>>>>>

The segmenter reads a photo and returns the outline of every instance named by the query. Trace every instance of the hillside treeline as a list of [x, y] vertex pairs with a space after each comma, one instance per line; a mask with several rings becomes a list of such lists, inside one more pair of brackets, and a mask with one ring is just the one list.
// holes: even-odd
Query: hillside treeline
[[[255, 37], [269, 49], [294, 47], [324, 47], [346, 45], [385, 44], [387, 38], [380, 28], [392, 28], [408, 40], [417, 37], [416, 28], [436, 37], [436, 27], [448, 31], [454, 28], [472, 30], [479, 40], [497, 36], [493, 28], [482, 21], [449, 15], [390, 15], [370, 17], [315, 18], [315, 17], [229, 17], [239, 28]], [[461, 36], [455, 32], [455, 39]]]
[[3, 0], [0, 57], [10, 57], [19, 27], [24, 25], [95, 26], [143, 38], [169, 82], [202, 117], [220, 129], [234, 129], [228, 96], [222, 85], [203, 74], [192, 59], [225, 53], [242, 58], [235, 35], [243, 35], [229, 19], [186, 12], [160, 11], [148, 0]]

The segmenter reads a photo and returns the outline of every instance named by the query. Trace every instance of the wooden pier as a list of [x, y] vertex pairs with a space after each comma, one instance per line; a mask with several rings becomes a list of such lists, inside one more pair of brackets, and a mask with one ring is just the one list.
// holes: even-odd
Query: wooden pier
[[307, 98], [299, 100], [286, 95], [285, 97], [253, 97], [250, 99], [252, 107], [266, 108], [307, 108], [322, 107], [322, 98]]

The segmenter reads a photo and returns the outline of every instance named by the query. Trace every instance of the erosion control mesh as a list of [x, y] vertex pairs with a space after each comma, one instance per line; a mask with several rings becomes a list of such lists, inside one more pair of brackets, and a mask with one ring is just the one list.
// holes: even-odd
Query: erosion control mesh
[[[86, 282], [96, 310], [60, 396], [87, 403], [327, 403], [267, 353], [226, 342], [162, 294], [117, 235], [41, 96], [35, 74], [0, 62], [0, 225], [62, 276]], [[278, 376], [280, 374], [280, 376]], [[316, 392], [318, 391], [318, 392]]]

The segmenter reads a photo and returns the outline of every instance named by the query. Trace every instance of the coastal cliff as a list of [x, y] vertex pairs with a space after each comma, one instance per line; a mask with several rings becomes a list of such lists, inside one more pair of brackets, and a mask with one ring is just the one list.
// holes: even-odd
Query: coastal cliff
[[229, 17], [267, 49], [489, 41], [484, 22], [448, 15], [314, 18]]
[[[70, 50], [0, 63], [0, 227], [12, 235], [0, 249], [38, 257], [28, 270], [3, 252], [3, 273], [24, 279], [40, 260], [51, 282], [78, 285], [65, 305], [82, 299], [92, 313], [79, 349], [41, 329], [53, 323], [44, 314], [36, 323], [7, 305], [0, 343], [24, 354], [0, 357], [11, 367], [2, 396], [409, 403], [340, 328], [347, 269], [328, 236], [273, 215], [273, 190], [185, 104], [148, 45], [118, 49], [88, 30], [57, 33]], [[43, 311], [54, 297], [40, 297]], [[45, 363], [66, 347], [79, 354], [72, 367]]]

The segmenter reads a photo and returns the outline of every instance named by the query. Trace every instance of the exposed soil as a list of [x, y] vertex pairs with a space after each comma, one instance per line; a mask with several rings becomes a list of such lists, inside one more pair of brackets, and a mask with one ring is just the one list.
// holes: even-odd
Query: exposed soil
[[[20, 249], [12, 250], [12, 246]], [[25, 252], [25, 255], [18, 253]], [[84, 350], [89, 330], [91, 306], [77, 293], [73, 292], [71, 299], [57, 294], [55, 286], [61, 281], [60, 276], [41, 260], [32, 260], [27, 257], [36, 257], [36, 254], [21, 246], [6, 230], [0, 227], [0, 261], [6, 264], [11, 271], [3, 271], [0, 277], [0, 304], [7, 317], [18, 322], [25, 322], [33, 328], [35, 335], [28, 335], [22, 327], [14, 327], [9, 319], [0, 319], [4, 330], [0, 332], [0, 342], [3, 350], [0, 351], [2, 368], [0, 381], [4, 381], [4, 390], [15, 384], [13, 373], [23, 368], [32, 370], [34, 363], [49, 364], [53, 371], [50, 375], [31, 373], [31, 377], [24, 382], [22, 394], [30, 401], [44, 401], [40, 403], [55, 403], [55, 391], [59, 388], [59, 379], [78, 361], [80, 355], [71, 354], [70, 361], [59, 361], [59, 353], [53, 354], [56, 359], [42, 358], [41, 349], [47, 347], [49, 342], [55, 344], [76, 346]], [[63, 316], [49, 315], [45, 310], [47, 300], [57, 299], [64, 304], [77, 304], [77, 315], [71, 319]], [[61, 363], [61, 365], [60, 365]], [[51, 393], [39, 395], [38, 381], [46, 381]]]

<<<<<

**INSTRUCTIONS FOR THE TASK:** Rewrite the listing, changing every "vertex pairs" to "coordinate pairs" and leaving everything else as it is.

**FULL OUTPUT:**
The segmenter reads a photo and returns the outline of every instance named by the query. Trace every instance of the hillside treeline as a list of [x, y] coordinate pairs with a space after each comma, one instance per line; a mask with several rings becomes a list of such lists, inside one more pair of brackets, and a mask with one ring is just the one list.
// holes: even-odd
Query: hillside treeline
[[[255, 37], [269, 49], [294, 47], [324, 47], [346, 45], [385, 44], [387, 38], [380, 28], [392, 28], [408, 40], [417, 37], [416, 28], [436, 37], [436, 27], [448, 31], [454, 28], [472, 30], [479, 40], [497, 36], [493, 28], [482, 21], [449, 15], [390, 15], [370, 17], [315, 18], [315, 17], [229, 17], [239, 28]], [[461, 36], [455, 32], [455, 39]]]
[[3, 0], [0, 57], [10, 57], [19, 27], [24, 25], [95, 26], [143, 38], [169, 82], [202, 117], [220, 129], [234, 129], [228, 96], [222, 85], [203, 74], [192, 59], [225, 53], [242, 58], [235, 35], [243, 35], [229, 19], [186, 12], [160, 11], [148, 0]]

The segmenter reads a photo and returns the outline of every instance named by the query. Trace every instance of the wooden pier as a list of [x, y] coordinate pairs with a space after each comma, one instance per line; a mask with several rings becomes a list of such lists, inside one more pair of brackets, and a mask with one ring is just the one list.
// holes: even-odd
Query: wooden pier
[[307, 98], [299, 100], [286, 95], [285, 97], [253, 97], [250, 99], [252, 107], [266, 108], [307, 108], [322, 107], [322, 98]]

The segmenter reads a photo and returns the outline of every instance named by the query. Trace every instance of the erosion control mesh as a list of [x, y] coordinate pairs with a space after each comma, one instance per line; a mask with several rings becomes a list of such lists, inside one more pair of brackets, and a mask with one ring is just the one list.
// holes: even-odd
Query: erosion control mesh
[[[86, 282], [96, 310], [60, 396], [87, 403], [327, 403], [267, 353], [226, 342], [162, 294], [117, 235], [41, 96], [35, 74], [0, 62], [0, 225], [62, 276]], [[278, 376], [280, 374], [280, 376]], [[316, 392], [318, 391], [318, 392]]]

The segmenter reads a photo and returns the outline of every instance named by the query. Trace every instance of the coastal cliff as a list of [x, y] coordinate pairs with a space after each comma, one instance per line; a mask with several rings becomes a list of such lists, inside one more pair of brackets, and a mask with one ring is just the one list.
// holes: even-odd
Query: coastal cliff
[[229, 17], [267, 49], [489, 41], [484, 22], [448, 15], [314, 18]]
[[[70, 50], [0, 63], [0, 227], [12, 235], [0, 249], [38, 257], [28, 270], [3, 252], [3, 273], [24, 279], [40, 260], [51, 282], [78, 285], [65, 305], [82, 299], [92, 313], [79, 349], [41, 329], [53, 323], [44, 314], [36, 323], [7, 305], [0, 343], [24, 354], [0, 357], [11, 367], [2, 396], [409, 403], [340, 328], [347, 269], [328, 236], [273, 215], [273, 190], [185, 104], [148, 45], [118, 49], [88, 30], [57, 33]], [[43, 311], [54, 297], [40, 297]], [[45, 363], [66, 347], [79, 354], [72, 367]]]

The segmenter reads a photo and returns the outline of every instance named by the query. Trace every instance of the exposed soil as a list of [x, y] coordinate pairs with a space after each comma, one instance per line; a mask with several rings becomes a list of such lists, inside one more pair of brackets, and a mask with one ring is just the one list.
// holes: even-odd
Query: exposed soil
[[[20, 249], [12, 250], [12, 246]], [[25, 252], [25, 255], [18, 253]], [[84, 350], [89, 330], [91, 306], [77, 293], [73, 292], [71, 299], [57, 294], [55, 286], [61, 281], [60, 276], [41, 260], [32, 260], [27, 257], [36, 257], [36, 254], [21, 246], [6, 230], [0, 227], [0, 261], [6, 264], [11, 271], [3, 271], [0, 277], [0, 304], [7, 317], [18, 322], [25, 322], [33, 328], [35, 335], [28, 335], [22, 327], [14, 327], [9, 319], [0, 319], [4, 330], [0, 332], [0, 342], [3, 350], [0, 351], [2, 368], [0, 381], [4, 381], [4, 390], [15, 384], [13, 373], [23, 368], [32, 370], [34, 363], [49, 364], [53, 371], [50, 375], [31, 373], [31, 377], [24, 382], [22, 394], [30, 401], [44, 401], [40, 403], [55, 403], [55, 391], [59, 388], [59, 379], [78, 361], [80, 355], [71, 354], [70, 361], [59, 361], [59, 353], [53, 354], [56, 359], [42, 358], [41, 349], [47, 347], [49, 342], [55, 344], [76, 346]], [[63, 316], [49, 315], [45, 310], [47, 300], [57, 299], [64, 304], [77, 304], [77, 315], [71, 319]], [[61, 363], [61, 365], [60, 365]], [[51, 393], [39, 395], [38, 381], [46, 381]]]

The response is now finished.